- **What is being asked**: Which lines of the data below contain the string "every", with case counting? Identify them and copy each one out in full.

- **Data to use**:
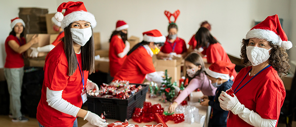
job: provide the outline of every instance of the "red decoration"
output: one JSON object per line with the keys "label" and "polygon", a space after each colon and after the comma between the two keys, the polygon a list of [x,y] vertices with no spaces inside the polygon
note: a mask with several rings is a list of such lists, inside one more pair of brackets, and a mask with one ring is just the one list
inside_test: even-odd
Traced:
--
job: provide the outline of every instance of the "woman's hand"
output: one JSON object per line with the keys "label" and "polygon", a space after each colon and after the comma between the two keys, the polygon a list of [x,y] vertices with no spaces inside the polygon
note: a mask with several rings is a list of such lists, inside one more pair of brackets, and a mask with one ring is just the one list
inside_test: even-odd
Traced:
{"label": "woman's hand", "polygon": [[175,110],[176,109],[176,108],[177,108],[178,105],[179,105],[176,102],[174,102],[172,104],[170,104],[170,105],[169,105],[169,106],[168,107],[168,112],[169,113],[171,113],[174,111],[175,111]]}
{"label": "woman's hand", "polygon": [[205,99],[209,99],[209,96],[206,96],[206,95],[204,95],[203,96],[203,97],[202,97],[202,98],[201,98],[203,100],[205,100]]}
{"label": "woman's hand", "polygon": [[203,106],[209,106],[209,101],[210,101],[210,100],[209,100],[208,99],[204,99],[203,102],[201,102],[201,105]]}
--
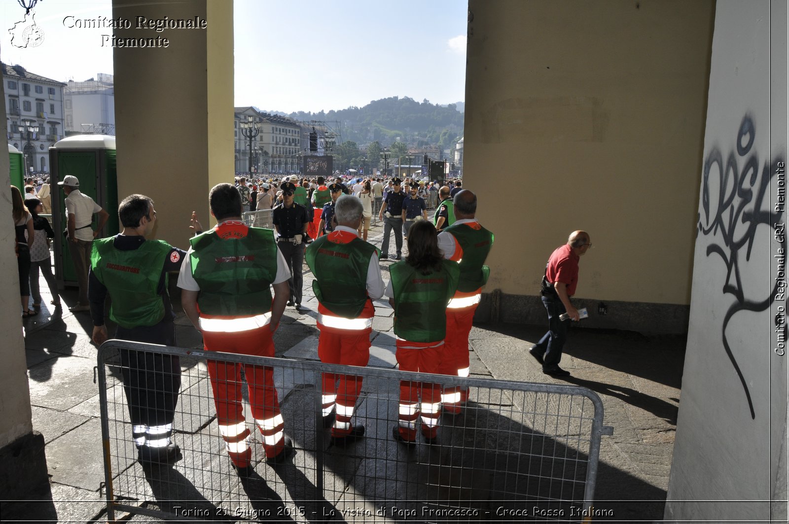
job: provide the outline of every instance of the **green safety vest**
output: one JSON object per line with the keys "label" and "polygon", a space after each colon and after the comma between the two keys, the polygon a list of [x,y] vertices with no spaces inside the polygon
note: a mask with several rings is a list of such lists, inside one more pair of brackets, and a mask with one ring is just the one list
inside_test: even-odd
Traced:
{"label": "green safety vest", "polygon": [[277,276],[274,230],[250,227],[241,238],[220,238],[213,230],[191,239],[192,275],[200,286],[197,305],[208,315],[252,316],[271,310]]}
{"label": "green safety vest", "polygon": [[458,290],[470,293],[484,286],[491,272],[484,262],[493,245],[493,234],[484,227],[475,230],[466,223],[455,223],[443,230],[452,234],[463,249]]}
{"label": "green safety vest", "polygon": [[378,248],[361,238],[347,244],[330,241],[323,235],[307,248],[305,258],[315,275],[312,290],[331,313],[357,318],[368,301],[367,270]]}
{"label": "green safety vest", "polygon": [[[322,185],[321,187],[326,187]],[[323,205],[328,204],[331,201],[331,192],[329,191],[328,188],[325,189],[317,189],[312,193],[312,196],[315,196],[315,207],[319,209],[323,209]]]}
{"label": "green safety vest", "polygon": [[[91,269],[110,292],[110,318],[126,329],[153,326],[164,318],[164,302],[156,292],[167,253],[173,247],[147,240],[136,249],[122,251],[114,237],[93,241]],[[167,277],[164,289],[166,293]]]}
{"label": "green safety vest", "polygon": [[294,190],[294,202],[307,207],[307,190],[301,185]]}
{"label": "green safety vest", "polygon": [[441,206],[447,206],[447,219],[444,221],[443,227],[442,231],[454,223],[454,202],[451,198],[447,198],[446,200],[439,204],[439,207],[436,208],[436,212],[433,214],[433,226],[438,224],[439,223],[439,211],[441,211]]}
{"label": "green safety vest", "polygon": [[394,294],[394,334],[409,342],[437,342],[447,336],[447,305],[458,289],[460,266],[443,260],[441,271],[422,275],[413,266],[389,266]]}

- **The solution**:
job: provide the outline of every instance of the "red decoration"
job: provide the outline of every instance of the "woman's hand"
job: provide the outline of every instance of the **green safety vest**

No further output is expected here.